What to do
- a) Decide whether each statement agrees with the forum thread below. Answer yes or no for each, quoting the words of the thread that settle it.
(i) One reply recalls people using a DuPont high temp paint on the inner housings.
(ii) Mr. Hands has not yet done a joey mod on any car.
(iii) hover suggests asking in the MK4 forum.
- b) Answer these questions from the forum thread below:
(i) What color does the first poster want for the inner chamber?
(ii) How does Mr. Hands describe a joey mod?
(iii) What does Mr. Hands want to joey mod next?
- c) List every user name that heads a post in the forum thread below.

# joey modded gti headlights w/ yellow inner, what paint used? pics?



## Mr. Hands (Jun 12, 2006)

bought some gti headlights to mess around with. i am going to joey mod them but i also wanted to paint the inner chamber yellow. was wondering what paint was used cause i know i have seen them done. thanks http://****************.com/smile/emthup.gif


----------



## Mr. Hands (Jun 12, 2006)

*Re: joey modded gti headlights w/ yellow inner, what paint used? pics? (VWgolf1895)*

?


----------



## hover (Mar 9, 2005)

*Re: joey modded gti headlights w/ yellow inner, what paint used? pics? (VWgolf1895)*

I know it is not a lot of help, but I recall some people using a DuPont high temp paint on the inner housings to accomplish the effect that you are looking for.


----------



## Mr. Hands (Jun 12, 2006)

*Re: joey modded gti headlights w/ yellow inner, what paint used? pics? (hover)*

thanks...anyone else?


----------



## hover (Mar 9, 2005)

*Re: joey modded gti headlights w/ yellow inner, what paint used? pics? (VWgolf1895)*

You might try asking in the MK3 forum.


----------



## sbuogr (Jan 2, 2008)

*Re: joey modded gti headlights w/ yellow inner, what paint used? pics? (VWgolf1895)*

AH! WTF IS A JOEY MOD?! i keep reading it everywhere!


----------



## Mr. Hands (Jun 12, 2006)

*Re: joey modded gti headlights w/ yellow inner, what paint used? pics? (sbuogr)*

joey mod is a cheaper way of smoking you headlights. ive already done it to my jetta and i want to do it to dual chambers next.


----------



## RyanW89 (Mar 12, 2007)

*Re: joey modded gti headlights w/ yellow inner, what paint used? pics? (Mr. Hands)*

yeah wtf is joey mod and how do you do it?

Stored data
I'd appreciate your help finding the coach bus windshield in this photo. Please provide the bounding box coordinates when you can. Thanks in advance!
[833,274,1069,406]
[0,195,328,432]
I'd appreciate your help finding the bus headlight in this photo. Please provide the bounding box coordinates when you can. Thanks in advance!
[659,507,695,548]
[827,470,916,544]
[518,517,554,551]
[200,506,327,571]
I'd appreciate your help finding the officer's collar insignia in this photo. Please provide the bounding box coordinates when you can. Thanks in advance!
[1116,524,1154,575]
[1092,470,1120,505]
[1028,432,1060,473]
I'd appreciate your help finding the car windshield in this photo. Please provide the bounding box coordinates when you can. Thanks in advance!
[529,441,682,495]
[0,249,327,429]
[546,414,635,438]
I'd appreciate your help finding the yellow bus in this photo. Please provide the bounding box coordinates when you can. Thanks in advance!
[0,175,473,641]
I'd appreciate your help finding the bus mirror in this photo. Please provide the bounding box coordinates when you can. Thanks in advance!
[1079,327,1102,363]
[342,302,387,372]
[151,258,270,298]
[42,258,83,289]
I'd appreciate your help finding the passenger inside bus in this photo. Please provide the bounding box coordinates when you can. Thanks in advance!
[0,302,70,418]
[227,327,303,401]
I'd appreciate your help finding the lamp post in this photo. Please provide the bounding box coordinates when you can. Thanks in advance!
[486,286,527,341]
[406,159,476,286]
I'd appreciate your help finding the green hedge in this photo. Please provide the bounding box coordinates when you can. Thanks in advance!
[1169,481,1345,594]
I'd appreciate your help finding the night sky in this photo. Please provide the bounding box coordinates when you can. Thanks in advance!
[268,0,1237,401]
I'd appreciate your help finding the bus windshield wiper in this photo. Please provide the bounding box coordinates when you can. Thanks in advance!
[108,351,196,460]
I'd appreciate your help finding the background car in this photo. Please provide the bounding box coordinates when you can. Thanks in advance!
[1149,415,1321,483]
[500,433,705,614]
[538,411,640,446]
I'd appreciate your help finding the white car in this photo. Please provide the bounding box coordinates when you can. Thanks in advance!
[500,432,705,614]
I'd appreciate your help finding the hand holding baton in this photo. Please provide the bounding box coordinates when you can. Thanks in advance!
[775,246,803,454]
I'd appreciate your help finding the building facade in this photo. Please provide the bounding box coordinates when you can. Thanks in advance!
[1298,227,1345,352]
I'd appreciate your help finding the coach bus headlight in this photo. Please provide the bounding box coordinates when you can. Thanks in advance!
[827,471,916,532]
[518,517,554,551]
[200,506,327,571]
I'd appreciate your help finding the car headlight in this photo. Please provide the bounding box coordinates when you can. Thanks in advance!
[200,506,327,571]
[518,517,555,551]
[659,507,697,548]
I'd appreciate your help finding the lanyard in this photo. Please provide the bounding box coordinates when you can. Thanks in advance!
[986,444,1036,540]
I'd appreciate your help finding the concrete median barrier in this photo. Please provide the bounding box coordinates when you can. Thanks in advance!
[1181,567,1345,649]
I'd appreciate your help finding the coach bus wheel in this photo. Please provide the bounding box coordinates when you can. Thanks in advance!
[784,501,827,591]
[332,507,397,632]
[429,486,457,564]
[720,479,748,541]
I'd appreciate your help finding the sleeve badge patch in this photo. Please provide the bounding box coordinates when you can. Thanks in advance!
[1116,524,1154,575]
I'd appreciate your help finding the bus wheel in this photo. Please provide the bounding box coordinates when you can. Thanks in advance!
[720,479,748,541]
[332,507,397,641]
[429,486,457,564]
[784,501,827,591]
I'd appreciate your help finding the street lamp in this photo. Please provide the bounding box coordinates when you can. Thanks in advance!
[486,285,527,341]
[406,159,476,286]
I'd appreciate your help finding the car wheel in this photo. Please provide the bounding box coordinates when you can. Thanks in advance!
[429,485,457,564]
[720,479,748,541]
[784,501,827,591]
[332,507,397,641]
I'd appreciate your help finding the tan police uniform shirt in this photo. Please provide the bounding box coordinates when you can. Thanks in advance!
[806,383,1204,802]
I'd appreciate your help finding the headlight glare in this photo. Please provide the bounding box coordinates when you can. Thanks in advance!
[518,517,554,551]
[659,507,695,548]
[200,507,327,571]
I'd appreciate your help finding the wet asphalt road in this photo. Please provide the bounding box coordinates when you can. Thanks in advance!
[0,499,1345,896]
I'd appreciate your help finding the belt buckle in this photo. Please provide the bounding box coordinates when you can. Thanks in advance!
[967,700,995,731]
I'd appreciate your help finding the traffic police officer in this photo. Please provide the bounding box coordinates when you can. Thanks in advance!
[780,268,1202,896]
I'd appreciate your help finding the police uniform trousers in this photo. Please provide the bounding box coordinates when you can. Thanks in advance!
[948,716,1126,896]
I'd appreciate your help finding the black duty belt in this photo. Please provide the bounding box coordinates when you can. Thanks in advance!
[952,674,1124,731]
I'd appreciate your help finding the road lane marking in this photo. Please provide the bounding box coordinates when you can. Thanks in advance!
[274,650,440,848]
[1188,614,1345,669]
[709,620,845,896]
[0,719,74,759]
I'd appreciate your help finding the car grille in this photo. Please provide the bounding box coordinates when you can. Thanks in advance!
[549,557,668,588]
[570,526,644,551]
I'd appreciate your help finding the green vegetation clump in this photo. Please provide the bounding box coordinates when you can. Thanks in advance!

Answers for the tasks
- a)
(i) Yes: "I recall some people using a DuPont high temp paint on the inner housings"
(ii) No: "ive already done it to my jetta"
(iii) No: "You might try asking in the MK3 forum."

- b)
(i) Yellow.
(ii) As a cheaper way of smoking your headlights.
(iii) Dual chambers.

- c) Mr. Hands, hover, sbuogr, RyanW89